Heat recovery ventilation

by Chris Woodford. Last updated: November 10, 2021.

Shut that door and keep the heat in—it's a familiar cry in winter; in summertime, you're more likely to see people closing doors and windows to keep the heat out and save on the air-conditioning. How can you have an airtight, energy efficient home that's also healthy and well-ventilated? Heat recovery ventilation (HRV) and energy recovery ventilation (ERV) (sometimes also called mechanical ventilation with heat recovery, or MVHR) offer a solution, bringing fresh air into your home without letting the heat escape. Let's take a closer look at how they work!

Photo: The inside of a typical heat recovery ventilation (HRV) system. You can see the air inlet and outlet ducts on the left and right, the diamond-shaped heat exchanger in the middle, and the air blower on the right. Although these things look like quite heavy, most are made from lightweight aluminum and weigh only 10–20kg (20–40lb). HRV systems are made by many different companies, including Broan, Fantech, Honeywell, Vaillant recovAIR, RenewAire, and Venmar. Photo by Dennis Schroeder courtesy of NREL (US Department of Energy/National Renewable Energy Laboratory).

* _RECORDED INFORMATION_:
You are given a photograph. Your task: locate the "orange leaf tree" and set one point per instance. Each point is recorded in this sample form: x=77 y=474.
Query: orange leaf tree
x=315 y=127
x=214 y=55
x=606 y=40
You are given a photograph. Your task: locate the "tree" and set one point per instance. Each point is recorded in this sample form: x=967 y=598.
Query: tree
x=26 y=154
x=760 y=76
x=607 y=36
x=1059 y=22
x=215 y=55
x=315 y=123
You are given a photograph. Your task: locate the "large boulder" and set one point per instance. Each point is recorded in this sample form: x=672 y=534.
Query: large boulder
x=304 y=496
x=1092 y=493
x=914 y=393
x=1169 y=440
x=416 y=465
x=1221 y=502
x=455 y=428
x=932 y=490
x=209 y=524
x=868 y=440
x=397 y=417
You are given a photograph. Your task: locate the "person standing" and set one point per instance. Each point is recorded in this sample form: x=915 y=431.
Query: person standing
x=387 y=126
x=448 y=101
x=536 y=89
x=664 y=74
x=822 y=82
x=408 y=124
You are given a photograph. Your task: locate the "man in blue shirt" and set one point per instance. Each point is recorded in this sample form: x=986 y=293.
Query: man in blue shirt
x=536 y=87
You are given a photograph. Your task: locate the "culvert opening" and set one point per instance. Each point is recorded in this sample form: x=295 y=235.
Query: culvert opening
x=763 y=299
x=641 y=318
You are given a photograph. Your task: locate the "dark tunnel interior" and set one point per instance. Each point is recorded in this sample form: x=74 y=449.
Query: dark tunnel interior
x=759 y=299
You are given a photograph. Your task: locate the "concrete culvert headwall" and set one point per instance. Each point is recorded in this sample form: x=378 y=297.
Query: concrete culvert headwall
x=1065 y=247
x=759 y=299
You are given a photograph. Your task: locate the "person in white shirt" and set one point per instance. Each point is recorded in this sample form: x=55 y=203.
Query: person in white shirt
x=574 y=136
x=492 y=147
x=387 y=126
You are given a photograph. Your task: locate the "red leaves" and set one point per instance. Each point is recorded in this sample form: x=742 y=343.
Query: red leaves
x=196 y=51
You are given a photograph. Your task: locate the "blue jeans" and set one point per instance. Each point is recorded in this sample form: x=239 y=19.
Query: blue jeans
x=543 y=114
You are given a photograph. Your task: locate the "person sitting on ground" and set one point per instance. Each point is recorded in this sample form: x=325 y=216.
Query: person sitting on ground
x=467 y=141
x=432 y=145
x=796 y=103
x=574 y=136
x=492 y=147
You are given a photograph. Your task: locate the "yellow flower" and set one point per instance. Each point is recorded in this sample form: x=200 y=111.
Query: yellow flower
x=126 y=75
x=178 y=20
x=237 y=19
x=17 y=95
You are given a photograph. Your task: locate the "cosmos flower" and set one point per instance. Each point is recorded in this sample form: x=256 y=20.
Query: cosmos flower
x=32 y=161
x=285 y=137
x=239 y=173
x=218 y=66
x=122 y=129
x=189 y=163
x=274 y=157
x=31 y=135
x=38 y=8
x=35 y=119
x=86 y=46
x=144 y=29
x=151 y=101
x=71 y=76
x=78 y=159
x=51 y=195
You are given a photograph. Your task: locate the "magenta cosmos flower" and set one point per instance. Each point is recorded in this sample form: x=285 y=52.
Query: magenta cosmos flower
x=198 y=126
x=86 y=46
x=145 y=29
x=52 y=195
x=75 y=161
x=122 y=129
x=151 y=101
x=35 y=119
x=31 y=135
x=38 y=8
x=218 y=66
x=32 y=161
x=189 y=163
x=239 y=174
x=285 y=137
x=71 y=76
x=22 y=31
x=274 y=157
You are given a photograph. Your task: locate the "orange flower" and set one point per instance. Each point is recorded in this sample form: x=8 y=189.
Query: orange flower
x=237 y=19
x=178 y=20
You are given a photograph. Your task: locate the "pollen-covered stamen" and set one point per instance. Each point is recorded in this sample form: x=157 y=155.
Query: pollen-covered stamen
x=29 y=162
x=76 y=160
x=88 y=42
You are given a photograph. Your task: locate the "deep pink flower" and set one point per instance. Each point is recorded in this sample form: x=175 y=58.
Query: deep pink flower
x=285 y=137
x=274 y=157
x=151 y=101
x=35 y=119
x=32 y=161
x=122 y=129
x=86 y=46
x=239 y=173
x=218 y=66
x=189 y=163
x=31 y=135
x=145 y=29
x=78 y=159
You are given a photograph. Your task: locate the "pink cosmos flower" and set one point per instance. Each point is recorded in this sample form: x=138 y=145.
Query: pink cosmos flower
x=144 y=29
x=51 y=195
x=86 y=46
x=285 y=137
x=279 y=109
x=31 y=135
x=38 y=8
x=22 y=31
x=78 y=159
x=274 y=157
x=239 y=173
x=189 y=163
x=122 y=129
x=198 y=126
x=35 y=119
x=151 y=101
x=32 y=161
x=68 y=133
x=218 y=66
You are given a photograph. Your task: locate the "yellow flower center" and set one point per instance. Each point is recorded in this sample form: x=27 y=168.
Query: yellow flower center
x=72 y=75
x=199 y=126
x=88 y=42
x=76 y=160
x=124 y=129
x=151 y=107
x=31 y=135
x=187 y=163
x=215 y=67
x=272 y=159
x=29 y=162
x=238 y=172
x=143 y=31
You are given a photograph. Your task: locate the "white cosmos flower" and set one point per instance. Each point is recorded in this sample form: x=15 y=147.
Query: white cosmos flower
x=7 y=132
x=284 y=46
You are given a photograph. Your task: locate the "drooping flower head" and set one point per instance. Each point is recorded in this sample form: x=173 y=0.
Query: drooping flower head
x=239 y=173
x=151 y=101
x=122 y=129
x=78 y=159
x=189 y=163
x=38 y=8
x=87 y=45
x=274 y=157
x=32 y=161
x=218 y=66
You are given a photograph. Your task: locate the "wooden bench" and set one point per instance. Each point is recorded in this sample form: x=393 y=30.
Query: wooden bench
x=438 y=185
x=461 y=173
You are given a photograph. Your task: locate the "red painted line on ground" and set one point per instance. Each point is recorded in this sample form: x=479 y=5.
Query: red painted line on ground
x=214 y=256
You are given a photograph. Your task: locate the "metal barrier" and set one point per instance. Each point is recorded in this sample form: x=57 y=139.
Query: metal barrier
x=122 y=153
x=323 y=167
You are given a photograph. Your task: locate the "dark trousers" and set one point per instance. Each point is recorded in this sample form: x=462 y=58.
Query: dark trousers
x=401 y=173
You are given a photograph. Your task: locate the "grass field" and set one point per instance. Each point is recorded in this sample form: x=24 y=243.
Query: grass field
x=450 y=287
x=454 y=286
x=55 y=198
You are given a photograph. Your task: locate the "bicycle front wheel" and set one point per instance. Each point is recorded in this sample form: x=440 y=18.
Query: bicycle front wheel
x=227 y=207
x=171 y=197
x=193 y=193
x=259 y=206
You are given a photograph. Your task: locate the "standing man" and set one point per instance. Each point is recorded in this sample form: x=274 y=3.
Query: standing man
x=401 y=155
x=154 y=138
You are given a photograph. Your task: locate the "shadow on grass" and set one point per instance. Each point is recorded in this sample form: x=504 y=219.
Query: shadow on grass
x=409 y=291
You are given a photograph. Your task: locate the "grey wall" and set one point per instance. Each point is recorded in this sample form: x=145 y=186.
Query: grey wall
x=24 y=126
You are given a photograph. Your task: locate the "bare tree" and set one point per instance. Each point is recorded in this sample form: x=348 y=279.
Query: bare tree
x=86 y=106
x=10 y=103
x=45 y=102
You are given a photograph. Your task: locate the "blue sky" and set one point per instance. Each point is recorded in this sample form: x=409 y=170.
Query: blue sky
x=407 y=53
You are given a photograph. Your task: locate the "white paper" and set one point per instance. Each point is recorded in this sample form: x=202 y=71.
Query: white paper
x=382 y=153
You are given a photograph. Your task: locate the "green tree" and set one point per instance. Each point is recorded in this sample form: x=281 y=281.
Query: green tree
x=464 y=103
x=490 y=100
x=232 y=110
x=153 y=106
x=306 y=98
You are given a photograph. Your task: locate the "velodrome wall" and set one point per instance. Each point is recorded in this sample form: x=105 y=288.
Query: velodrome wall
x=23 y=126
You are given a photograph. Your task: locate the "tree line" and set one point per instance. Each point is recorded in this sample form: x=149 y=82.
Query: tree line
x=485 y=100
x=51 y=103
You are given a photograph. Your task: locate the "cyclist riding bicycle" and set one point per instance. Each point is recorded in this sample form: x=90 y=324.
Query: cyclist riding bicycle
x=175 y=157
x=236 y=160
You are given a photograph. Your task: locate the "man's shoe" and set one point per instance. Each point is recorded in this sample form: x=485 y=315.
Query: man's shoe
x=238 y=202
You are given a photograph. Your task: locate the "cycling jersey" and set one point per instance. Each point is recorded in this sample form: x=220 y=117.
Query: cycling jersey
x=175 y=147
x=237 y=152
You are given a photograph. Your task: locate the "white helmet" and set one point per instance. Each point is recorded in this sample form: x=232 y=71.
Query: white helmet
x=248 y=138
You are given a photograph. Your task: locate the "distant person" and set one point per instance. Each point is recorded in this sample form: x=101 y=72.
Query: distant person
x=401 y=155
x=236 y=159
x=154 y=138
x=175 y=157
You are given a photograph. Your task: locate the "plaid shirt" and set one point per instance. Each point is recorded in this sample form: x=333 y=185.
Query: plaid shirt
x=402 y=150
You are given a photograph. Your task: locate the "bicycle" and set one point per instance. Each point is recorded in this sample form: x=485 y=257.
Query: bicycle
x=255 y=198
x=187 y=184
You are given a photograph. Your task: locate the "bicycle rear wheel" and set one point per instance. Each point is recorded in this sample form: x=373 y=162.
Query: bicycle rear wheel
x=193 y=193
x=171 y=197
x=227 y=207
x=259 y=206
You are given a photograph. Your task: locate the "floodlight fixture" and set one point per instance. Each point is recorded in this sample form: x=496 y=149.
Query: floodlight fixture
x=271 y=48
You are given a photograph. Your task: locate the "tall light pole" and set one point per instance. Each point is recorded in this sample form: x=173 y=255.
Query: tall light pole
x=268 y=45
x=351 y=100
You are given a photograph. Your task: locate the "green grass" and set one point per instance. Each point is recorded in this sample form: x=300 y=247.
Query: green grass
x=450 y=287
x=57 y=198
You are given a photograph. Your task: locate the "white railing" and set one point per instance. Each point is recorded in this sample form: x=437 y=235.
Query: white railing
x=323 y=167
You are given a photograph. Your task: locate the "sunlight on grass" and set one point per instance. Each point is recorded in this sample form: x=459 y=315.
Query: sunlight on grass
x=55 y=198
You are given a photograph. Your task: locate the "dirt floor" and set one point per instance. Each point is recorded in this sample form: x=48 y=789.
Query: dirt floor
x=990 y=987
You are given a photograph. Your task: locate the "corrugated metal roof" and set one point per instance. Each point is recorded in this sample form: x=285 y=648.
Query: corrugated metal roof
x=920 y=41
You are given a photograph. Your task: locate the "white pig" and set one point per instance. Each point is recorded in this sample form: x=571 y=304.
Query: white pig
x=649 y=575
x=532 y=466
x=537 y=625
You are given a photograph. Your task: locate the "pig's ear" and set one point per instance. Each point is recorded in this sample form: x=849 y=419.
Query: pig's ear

* _WHAT YOU SHOULD DO_: Return the passage of the heat recovery ventilation article starting with "by Chris Woodford." and going on through "how they work!", copied word for word. The material above has no role in this work.

* _REPLY_:
by Chris Woodford. Last updated: November 10, 2021.

Shut that door and keep the heat in—it's a familiar cry in winter; in summertime, you're more likely to see people closing doors and windows to keep the heat out and save on the air-conditioning. How can you have an airtight, energy efficient home that's also healthy and well-ventilated? Heat recovery ventilation (HRV) and energy recovery ventilation (ERV) (sometimes also called mechanical ventilation with heat recovery, or MVHR) offer a solution, bringing fresh air into your home without letting the heat escape. Let's take a closer look at how they work!